Identify every line in the records below that contains the string "chrome", and copy each of those lines in full. Matching is case-sensitive.

-- BEGIN The input --

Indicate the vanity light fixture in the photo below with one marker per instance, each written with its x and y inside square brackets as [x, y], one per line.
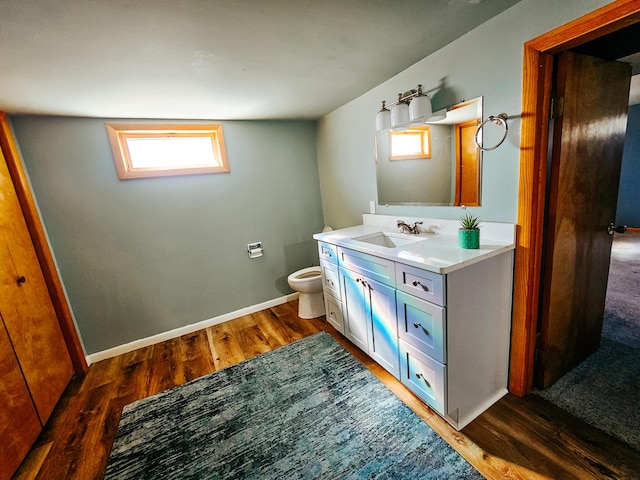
[412, 107]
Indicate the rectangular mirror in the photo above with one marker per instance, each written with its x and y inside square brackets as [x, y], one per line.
[437, 163]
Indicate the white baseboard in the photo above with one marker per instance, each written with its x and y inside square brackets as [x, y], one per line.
[161, 337]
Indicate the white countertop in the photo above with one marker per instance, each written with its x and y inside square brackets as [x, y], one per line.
[436, 252]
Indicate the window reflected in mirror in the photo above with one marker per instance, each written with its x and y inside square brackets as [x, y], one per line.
[432, 164]
[414, 143]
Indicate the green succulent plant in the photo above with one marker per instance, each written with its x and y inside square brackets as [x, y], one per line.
[469, 222]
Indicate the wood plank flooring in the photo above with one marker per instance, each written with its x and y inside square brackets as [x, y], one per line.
[518, 438]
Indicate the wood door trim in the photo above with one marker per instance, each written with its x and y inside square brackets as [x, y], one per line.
[536, 91]
[41, 245]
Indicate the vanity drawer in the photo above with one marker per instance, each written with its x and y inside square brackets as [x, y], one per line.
[422, 325]
[423, 376]
[333, 309]
[328, 252]
[421, 283]
[330, 278]
[375, 268]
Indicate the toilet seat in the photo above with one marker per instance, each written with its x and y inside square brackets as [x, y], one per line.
[308, 283]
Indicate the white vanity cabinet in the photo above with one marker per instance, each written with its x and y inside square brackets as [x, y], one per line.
[435, 316]
[454, 347]
[331, 285]
[369, 306]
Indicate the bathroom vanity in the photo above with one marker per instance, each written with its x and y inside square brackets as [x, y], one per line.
[435, 316]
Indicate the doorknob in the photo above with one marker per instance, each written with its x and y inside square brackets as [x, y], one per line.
[612, 228]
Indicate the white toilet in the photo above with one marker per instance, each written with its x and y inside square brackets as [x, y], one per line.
[308, 282]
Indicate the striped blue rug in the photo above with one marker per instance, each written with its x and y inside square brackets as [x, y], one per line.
[306, 410]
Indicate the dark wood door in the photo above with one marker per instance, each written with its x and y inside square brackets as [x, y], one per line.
[19, 423]
[588, 140]
[27, 309]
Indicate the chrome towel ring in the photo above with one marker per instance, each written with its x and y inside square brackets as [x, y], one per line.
[500, 119]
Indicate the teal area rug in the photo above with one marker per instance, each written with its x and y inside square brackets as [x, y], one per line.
[306, 410]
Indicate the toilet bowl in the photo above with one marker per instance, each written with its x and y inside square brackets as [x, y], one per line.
[308, 282]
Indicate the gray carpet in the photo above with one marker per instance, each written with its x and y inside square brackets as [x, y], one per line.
[306, 410]
[604, 390]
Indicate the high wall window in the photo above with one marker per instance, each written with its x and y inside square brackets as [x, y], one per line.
[152, 150]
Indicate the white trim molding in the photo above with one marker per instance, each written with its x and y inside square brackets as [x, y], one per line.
[178, 332]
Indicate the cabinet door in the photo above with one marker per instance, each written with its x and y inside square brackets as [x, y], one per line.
[27, 309]
[19, 424]
[354, 308]
[383, 329]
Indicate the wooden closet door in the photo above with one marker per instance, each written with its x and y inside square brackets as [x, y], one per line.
[27, 310]
[19, 423]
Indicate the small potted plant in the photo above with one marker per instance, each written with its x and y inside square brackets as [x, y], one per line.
[469, 232]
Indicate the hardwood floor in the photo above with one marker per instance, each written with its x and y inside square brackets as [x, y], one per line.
[518, 438]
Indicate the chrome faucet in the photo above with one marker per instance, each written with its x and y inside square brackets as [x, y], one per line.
[404, 228]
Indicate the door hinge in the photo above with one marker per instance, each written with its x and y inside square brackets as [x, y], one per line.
[557, 107]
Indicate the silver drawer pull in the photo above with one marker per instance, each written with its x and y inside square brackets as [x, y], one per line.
[417, 325]
[415, 283]
[419, 375]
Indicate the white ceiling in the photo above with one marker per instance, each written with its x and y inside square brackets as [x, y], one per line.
[214, 59]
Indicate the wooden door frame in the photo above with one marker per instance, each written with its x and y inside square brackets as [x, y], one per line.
[41, 245]
[534, 138]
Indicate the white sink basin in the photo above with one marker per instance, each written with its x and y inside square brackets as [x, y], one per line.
[388, 240]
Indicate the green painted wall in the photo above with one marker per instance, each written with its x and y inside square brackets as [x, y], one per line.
[486, 62]
[140, 257]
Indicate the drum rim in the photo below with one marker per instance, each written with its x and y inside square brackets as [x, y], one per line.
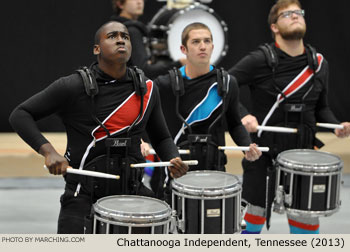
[123, 216]
[203, 191]
[313, 213]
[317, 168]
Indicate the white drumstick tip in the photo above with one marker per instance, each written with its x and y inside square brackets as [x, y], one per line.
[161, 164]
[330, 125]
[242, 148]
[90, 173]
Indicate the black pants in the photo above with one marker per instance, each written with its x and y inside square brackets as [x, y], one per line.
[254, 180]
[73, 212]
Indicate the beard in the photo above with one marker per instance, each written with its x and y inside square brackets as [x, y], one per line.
[295, 34]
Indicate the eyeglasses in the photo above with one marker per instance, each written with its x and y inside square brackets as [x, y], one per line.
[288, 14]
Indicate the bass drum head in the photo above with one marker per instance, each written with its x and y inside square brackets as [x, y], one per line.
[132, 208]
[203, 14]
[309, 160]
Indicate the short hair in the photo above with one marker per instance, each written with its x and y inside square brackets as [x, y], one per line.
[280, 4]
[190, 27]
[115, 7]
[99, 30]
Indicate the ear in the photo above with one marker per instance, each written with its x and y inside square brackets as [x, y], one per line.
[183, 49]
[119, 5]
[96, 50]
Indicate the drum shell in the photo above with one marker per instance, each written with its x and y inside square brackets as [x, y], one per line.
[117, 221]
[207, 210]
[310, 189]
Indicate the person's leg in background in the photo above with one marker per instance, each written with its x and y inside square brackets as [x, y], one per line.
[303, 224]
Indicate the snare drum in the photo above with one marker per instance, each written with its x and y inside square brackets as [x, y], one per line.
[207, 202]
[167, 25]
[131, 214]
[308, 182]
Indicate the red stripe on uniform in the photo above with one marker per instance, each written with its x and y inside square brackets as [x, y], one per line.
[254, 219]
[126, 114]
[303, 225]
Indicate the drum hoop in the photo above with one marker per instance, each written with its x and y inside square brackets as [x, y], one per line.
[141, 217]
[207, 197]
[214, 191]
[313, 213]
[132, 224]
[287, 163]
[333, 171]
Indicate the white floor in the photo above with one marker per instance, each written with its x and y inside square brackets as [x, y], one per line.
[31, 205]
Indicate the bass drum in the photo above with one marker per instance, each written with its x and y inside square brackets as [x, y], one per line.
[167, 25]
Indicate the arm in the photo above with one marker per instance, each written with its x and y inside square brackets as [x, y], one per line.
[237, 131]
[23, 120]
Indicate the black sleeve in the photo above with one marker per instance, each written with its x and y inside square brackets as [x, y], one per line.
[243, 72]
[158, 132]
[50, 100]
[140, 58]
[323, 111]
[245, 69]
[237, 131]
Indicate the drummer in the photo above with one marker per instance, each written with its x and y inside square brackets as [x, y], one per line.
[273, 71]
[117, 104]
[201, 101]
[128, 12]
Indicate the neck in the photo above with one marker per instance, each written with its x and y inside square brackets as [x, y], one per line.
[129, 16]
[114, 70]
[291, 47]
[196, 71]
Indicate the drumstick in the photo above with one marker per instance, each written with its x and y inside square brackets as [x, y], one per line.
[242, 148]
[181, 152]
[277, 129]
[90, 173]
[330, 125]
[160, 164]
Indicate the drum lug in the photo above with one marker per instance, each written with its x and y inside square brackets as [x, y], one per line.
[181, 226]
[174, 222]
[288, 199]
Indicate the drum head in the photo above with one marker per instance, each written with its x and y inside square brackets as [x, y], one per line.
[202, 14]
[309, 160]
[132, 208]
[207, 183]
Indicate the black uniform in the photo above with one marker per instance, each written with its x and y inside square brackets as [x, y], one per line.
[253, 70]
[117, 106]
[200, 105]
[141, 55]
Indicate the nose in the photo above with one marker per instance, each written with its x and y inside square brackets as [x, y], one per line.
[120, 40]
[202, 45]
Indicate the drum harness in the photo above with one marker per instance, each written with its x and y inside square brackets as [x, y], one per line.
[199, 144]
[304, 138]
[129, 177]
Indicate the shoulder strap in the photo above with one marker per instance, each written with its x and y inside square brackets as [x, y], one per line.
[91, 87]
[311, 57]
[177, 82]
[139, 80]
[270, 55]
[222, 79]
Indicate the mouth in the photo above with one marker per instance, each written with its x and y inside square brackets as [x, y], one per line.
[121, 49]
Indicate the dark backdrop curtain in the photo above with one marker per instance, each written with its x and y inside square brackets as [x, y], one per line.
[44, 39]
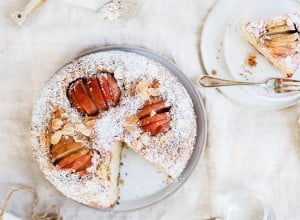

-- END The input --

Solution to the exercise =>
Indicate the chrome towel ring in the photo above with one marker per instance, each written with its x and y inside square brackets as [x, y], one per line.
Indicate the chrome faucet in the photo above with one marker per instance, each written with its x and y inside square brackets as [x, y], one per line.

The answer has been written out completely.